Provided information |
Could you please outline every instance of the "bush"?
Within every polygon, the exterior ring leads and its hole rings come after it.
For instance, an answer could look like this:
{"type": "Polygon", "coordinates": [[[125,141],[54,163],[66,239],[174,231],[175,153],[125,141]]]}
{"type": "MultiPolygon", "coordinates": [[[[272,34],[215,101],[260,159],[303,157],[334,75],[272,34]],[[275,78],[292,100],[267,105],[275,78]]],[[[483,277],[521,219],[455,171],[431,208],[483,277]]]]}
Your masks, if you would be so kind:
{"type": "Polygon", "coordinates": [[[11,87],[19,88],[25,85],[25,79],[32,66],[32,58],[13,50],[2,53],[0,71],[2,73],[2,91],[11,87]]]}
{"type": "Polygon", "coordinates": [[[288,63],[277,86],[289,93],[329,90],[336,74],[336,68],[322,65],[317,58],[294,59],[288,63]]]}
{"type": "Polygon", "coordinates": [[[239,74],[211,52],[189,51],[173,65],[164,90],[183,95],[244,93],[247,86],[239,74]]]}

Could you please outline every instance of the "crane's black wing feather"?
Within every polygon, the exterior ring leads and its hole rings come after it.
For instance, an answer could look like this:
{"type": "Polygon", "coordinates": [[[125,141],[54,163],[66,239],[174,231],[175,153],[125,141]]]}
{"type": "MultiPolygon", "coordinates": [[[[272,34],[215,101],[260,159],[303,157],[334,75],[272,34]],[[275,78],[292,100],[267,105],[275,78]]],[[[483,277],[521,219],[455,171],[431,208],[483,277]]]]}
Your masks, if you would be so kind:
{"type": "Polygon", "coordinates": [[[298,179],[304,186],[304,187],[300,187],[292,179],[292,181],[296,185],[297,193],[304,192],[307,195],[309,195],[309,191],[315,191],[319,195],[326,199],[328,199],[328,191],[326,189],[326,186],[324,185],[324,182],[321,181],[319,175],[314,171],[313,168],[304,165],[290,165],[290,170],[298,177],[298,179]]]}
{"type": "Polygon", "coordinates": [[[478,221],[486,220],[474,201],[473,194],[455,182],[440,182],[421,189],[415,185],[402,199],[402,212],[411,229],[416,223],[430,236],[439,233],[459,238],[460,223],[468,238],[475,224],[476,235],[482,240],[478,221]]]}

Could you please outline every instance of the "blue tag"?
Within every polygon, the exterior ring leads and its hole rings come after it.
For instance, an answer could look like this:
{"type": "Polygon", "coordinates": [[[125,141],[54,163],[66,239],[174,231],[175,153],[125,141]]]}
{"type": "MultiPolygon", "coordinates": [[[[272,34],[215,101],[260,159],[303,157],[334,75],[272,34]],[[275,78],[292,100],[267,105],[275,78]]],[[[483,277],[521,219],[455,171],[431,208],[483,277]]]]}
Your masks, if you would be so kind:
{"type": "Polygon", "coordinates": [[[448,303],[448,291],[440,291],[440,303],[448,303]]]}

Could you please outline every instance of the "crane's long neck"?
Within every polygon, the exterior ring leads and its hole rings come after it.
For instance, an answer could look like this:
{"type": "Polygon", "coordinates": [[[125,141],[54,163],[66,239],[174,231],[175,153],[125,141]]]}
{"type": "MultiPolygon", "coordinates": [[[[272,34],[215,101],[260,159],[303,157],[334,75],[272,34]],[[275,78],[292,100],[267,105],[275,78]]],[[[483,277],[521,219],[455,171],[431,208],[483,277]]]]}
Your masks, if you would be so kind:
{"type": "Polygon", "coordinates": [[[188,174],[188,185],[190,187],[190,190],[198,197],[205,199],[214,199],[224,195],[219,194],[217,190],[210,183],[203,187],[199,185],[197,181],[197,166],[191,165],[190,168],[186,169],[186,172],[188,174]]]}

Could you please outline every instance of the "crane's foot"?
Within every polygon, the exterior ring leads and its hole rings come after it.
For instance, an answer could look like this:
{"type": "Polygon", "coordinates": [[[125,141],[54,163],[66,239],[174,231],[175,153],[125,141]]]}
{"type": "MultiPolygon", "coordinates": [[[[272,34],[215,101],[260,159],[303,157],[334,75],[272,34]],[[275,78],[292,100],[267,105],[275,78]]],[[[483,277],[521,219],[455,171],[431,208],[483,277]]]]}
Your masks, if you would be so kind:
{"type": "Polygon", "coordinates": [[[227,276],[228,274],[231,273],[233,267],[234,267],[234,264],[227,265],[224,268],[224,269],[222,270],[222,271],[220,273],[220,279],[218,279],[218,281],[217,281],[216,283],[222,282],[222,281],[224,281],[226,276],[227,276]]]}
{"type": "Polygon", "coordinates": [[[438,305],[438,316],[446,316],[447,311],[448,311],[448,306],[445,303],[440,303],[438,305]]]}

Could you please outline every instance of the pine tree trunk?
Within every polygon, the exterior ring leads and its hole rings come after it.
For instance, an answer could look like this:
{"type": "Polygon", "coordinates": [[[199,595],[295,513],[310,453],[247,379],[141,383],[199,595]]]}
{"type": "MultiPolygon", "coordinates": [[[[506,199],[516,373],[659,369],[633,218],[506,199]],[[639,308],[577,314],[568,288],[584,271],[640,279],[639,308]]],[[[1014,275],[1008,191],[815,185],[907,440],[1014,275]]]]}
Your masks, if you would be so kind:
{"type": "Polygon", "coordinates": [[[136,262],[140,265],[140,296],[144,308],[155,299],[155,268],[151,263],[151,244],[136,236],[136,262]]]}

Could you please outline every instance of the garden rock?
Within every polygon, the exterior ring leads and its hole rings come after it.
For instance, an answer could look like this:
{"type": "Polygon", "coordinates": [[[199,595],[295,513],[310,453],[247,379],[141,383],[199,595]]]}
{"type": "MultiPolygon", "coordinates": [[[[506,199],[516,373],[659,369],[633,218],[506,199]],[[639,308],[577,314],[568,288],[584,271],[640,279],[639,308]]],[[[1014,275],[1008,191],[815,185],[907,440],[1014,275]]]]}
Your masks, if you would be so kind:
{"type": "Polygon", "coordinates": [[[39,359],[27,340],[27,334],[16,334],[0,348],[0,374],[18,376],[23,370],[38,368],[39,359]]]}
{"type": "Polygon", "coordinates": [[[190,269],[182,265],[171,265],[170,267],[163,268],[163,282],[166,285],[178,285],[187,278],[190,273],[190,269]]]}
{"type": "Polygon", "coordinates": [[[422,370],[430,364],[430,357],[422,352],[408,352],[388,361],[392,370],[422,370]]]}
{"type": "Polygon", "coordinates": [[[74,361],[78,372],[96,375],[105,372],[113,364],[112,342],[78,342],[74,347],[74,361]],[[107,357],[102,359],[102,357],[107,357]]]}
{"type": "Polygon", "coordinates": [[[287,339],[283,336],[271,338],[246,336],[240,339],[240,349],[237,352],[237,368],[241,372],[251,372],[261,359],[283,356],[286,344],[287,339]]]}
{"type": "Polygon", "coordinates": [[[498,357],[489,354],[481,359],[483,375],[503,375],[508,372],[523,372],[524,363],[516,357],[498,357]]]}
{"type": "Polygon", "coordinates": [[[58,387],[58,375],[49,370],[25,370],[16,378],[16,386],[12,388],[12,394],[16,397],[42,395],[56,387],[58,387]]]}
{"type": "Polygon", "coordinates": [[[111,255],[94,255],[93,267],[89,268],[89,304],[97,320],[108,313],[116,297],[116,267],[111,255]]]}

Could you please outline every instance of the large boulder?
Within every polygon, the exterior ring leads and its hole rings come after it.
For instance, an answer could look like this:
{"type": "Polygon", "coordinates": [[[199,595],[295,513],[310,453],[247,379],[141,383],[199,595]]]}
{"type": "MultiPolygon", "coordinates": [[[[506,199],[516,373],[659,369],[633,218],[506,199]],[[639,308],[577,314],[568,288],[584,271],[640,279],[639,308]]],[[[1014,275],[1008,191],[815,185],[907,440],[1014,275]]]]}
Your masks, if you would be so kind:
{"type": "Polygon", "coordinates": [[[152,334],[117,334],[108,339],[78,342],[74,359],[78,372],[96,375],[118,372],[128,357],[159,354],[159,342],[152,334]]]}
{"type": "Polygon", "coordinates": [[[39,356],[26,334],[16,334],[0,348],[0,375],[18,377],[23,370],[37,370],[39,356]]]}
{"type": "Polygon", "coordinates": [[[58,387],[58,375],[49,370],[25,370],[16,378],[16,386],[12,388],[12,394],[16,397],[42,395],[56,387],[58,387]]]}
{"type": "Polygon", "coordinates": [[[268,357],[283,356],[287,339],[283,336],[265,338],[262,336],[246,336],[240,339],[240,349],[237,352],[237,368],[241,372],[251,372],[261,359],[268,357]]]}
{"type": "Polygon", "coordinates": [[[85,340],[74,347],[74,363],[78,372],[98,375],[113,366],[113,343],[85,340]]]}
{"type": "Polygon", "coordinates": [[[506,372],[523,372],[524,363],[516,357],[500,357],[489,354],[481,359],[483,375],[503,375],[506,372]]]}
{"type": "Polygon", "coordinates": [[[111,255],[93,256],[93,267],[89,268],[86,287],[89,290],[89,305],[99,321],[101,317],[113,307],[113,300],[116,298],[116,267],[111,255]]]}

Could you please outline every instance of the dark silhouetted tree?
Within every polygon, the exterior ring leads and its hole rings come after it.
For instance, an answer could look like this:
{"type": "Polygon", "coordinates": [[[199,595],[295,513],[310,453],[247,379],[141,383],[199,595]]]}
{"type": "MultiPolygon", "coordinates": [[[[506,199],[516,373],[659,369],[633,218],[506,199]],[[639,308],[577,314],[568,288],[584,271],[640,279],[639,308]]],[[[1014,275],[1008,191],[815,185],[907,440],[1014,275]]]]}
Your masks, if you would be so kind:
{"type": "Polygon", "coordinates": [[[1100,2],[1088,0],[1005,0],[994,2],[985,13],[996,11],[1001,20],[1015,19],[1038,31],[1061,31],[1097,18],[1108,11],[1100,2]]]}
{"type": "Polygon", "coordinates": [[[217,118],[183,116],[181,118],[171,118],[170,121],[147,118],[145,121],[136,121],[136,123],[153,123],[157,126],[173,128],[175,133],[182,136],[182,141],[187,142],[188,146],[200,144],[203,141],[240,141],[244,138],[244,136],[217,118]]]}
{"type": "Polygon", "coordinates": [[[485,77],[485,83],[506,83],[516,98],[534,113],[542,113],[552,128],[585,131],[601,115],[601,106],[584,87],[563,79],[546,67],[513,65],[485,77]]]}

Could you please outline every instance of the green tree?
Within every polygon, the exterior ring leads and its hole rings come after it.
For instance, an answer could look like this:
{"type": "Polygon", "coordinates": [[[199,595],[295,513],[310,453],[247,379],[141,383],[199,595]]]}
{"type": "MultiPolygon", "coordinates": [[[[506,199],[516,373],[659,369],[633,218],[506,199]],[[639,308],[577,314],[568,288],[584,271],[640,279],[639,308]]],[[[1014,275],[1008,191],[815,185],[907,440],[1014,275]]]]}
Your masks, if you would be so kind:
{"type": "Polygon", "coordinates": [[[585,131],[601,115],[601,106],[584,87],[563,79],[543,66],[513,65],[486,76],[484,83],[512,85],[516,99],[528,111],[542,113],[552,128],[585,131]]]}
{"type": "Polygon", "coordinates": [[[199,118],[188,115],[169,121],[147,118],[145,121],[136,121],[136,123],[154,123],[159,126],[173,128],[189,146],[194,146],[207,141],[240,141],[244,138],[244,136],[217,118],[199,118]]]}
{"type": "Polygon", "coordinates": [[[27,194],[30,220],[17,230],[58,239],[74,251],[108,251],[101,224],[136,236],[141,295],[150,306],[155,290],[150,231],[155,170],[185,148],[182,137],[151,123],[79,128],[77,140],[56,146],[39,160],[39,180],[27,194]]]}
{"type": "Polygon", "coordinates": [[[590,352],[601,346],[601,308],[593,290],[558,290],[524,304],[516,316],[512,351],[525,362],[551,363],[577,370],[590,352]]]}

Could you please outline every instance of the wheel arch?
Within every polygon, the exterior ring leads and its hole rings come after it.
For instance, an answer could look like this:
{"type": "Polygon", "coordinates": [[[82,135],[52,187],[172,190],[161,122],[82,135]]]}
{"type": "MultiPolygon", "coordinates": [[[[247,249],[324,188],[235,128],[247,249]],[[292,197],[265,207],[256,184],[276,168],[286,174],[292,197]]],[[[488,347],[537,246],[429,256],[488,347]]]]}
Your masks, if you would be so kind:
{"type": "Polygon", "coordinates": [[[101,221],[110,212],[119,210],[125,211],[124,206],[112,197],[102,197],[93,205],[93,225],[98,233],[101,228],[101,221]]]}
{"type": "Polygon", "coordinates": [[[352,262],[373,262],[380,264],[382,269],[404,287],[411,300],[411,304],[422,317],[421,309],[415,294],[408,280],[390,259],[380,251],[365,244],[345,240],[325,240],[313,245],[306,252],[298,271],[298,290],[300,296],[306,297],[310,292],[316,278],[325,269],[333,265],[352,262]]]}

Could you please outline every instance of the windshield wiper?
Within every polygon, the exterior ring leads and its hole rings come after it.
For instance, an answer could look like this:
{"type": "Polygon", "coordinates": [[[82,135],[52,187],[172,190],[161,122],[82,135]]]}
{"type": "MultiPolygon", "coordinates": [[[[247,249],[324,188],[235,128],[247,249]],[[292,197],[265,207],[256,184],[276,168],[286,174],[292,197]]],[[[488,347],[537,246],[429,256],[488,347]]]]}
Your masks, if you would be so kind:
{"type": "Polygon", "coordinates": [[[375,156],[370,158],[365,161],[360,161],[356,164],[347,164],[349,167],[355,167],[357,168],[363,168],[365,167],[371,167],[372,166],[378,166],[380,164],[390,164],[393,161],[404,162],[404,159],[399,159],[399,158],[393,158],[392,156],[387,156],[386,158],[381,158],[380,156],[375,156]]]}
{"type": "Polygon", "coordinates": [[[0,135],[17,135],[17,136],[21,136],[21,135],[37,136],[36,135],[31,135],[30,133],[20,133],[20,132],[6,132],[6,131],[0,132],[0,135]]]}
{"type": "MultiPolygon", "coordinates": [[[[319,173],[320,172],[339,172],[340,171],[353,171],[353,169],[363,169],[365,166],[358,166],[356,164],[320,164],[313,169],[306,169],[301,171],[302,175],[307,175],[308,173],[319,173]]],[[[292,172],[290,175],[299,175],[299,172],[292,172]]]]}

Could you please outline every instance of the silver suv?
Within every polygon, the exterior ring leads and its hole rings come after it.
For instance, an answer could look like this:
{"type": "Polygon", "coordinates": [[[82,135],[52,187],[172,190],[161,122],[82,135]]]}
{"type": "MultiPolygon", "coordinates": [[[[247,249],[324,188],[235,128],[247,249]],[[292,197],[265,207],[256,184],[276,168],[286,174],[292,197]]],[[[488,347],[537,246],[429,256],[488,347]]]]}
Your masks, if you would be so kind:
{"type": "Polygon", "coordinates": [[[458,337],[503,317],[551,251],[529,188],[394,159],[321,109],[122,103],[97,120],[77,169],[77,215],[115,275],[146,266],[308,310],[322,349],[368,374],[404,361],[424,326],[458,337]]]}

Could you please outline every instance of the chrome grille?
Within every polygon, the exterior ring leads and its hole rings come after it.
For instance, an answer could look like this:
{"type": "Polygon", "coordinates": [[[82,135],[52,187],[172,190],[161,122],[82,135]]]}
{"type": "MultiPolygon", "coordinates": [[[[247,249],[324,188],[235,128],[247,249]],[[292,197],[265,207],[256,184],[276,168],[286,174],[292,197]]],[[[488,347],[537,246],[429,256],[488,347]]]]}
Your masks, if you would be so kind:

Task objective | Present the data from the line holding "Could you please outline every instance of the chrome" through the last line, both included, as a Markdown table with columns Number and Line. Number each row and skip blank lines.

Right answer |
| Number | Line |
|---|---|
| 1 | Could you please outline every instance of the chrome grille? |
| 2 | Within every polygon, the exterior ring leads and its hole rings come after it. |
| 3 | For instance, an answer could look like this: |
| 4 | {"type": "Polygon", "coordinates": [[[82,135],[52,187],[172,190],[161,122],[82,135]]]} |
| 5 | {"type": "MultiPolygon", "coordinates": [[[[247,249],[324,188],[235,128],[247,249]],[[292,197],[265,207],[256,184],[276,168],[286,174],[292,197]]],[[[488,347],[537,246],[429,256],[488,347]]]]} |
| 6 | Your masks, if you would be so kind: |